■ What the exercise asks: In the data below, find every line that has the string "building", and copy it.

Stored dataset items
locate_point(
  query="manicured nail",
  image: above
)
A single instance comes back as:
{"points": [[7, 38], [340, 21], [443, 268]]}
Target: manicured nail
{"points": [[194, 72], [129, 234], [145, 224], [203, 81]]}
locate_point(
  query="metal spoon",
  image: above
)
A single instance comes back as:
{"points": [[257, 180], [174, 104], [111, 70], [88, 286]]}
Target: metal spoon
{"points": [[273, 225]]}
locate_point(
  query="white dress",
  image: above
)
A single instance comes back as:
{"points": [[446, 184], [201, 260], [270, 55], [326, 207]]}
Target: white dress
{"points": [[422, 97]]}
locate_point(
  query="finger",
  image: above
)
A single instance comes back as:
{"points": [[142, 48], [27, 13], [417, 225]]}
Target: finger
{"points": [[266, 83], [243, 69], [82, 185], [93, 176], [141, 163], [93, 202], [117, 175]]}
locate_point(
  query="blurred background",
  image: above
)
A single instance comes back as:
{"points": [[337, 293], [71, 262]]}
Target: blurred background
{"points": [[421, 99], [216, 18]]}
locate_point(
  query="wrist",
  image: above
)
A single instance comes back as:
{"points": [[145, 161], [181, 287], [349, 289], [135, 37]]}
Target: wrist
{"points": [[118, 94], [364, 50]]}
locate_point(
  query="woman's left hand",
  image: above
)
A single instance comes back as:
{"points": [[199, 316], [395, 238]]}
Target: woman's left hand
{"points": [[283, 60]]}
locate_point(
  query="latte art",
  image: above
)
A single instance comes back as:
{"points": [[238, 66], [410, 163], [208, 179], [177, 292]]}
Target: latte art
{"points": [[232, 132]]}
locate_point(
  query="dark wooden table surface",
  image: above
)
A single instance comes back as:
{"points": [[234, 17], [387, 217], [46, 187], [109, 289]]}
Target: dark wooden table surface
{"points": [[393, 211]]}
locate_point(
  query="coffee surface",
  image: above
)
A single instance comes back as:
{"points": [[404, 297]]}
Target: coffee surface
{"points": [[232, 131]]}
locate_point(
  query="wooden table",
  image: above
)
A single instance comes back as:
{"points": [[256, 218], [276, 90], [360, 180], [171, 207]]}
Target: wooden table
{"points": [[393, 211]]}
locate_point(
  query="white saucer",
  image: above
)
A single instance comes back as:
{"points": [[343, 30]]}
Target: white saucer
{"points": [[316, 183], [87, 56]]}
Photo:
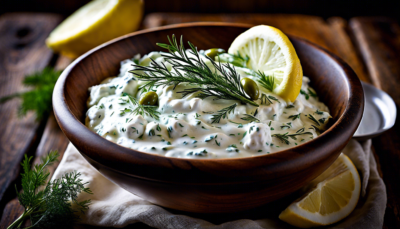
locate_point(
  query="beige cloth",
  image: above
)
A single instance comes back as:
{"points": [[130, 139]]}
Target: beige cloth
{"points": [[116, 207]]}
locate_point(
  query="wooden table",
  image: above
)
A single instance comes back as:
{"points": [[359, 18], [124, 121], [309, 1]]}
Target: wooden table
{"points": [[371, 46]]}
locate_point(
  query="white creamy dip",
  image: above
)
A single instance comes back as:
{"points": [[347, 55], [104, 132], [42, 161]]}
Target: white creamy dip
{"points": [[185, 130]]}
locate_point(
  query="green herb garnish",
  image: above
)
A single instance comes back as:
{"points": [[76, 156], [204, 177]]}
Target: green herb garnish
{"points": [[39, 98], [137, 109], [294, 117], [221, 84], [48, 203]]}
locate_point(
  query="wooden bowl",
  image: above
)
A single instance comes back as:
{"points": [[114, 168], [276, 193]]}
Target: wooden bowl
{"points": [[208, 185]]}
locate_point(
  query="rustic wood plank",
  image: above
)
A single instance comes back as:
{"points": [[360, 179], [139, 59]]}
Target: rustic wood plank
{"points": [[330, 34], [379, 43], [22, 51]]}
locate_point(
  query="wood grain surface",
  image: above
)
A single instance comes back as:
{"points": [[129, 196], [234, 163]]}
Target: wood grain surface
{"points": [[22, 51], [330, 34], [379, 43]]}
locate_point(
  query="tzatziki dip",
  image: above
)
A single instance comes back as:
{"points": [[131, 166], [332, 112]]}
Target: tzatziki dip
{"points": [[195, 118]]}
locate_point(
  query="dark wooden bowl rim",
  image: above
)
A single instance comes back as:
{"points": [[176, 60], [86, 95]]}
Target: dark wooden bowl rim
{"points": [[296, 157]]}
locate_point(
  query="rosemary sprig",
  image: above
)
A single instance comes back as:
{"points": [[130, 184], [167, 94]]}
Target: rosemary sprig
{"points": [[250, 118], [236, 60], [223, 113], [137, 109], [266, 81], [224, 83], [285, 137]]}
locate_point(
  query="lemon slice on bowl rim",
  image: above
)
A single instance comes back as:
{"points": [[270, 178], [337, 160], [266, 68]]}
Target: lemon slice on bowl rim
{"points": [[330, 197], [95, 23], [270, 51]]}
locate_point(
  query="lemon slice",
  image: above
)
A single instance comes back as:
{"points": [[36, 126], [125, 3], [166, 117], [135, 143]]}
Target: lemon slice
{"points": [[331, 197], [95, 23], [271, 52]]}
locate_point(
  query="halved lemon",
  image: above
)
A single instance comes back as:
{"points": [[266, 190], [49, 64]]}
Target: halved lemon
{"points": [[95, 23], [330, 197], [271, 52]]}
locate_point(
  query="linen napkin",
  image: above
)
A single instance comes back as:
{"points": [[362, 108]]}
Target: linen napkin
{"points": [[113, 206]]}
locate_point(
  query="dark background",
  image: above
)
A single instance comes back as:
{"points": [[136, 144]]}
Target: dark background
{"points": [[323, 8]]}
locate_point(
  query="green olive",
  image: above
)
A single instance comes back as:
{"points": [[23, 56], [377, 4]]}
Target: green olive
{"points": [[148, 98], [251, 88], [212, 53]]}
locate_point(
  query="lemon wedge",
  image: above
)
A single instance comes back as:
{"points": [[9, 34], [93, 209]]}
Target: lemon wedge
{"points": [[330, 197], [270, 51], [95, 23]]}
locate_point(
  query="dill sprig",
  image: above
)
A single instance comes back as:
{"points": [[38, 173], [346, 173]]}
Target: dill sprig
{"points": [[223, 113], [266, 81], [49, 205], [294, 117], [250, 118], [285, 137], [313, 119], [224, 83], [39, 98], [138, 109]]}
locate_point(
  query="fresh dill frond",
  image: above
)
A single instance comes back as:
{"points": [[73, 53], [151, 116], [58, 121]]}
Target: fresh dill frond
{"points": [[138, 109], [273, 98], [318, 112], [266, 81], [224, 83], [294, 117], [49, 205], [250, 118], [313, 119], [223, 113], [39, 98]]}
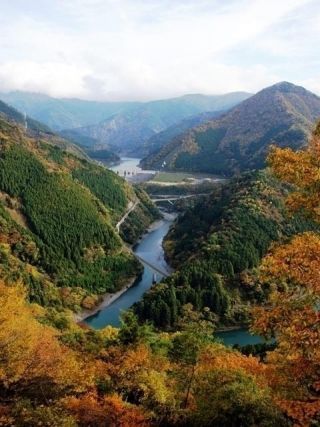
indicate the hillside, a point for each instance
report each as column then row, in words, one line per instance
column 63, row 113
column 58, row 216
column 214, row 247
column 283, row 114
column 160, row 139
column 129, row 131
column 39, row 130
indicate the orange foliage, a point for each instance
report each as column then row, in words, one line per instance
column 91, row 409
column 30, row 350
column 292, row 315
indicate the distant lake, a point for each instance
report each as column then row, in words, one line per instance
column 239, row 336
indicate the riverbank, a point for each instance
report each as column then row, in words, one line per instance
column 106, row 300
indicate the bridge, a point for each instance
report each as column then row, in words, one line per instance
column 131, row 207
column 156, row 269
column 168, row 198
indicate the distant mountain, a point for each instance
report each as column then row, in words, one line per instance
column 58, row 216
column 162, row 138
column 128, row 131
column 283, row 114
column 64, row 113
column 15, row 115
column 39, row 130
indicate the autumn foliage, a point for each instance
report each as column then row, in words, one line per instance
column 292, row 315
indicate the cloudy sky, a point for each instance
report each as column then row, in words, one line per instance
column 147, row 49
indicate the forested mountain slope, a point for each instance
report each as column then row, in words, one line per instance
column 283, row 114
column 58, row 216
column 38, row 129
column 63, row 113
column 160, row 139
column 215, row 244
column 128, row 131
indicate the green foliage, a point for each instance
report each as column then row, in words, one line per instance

==

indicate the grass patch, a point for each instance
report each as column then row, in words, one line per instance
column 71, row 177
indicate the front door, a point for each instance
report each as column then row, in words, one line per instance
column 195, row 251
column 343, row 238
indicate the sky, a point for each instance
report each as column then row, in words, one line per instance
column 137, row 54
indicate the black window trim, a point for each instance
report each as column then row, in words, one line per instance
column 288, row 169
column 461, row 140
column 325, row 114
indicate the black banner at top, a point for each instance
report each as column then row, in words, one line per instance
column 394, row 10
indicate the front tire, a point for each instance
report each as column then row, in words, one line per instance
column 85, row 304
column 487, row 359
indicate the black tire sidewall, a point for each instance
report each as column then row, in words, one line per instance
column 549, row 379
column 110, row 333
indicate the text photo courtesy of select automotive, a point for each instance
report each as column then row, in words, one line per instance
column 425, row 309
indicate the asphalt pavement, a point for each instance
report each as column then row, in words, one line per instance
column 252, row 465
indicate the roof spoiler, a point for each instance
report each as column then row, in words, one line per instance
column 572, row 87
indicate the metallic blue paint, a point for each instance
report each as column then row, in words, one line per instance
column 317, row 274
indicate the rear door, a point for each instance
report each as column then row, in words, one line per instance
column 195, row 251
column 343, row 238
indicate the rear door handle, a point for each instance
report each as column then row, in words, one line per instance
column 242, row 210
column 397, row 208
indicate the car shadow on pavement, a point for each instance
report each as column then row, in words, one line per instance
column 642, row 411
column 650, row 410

---

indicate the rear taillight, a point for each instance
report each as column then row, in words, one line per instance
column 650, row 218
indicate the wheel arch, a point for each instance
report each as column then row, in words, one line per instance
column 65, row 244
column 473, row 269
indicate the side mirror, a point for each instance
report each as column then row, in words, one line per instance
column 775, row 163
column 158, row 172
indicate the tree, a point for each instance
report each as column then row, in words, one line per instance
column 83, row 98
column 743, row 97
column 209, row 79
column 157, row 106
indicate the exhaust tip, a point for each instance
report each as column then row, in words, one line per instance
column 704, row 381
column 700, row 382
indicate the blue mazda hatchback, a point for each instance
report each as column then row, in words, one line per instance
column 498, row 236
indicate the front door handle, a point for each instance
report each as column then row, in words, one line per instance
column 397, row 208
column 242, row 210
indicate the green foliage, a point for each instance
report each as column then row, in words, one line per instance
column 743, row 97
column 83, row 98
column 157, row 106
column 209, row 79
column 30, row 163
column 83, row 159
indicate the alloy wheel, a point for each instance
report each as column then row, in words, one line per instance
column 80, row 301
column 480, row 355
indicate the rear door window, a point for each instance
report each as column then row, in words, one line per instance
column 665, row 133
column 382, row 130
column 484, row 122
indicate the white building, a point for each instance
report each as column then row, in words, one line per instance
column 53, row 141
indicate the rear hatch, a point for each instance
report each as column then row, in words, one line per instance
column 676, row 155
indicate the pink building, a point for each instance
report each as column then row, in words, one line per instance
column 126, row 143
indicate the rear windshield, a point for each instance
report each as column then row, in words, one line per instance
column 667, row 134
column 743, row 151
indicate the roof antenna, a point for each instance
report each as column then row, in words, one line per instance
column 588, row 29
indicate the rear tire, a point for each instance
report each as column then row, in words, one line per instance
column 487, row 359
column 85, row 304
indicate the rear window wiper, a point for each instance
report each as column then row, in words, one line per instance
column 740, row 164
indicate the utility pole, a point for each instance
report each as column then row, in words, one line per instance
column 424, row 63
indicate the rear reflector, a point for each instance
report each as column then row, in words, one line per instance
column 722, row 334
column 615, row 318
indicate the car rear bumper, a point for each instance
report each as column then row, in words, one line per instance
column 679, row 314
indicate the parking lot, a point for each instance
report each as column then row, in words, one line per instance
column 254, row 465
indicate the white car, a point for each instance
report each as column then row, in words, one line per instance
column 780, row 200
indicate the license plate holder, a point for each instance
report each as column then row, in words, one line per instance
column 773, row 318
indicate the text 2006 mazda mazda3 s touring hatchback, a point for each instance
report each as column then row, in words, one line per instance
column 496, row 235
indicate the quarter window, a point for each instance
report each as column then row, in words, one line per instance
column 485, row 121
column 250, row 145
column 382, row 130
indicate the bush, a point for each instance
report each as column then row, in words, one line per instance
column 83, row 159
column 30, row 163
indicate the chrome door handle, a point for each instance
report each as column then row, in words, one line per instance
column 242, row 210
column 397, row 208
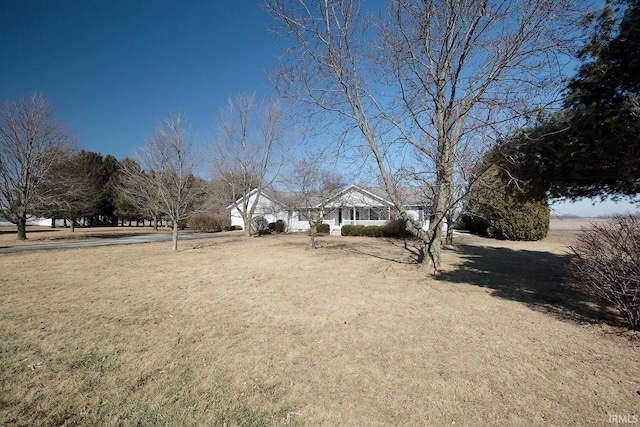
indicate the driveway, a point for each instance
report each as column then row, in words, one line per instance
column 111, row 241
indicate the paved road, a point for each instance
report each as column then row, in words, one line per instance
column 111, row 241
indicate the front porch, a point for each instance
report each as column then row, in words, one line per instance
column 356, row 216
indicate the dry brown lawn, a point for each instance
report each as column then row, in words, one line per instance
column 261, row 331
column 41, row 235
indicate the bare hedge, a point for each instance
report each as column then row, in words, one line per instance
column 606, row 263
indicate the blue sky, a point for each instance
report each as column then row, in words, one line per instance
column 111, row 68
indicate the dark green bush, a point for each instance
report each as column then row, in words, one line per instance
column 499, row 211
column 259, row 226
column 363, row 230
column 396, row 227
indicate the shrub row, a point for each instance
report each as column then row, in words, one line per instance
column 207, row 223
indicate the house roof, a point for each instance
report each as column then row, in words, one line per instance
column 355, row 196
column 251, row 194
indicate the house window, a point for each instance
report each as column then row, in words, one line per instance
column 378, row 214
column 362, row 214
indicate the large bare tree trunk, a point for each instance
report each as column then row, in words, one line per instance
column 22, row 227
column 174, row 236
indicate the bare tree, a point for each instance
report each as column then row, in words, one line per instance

■ Answer box:
indicate the white building, a point for each instance
indicate the pink building, a point for each instance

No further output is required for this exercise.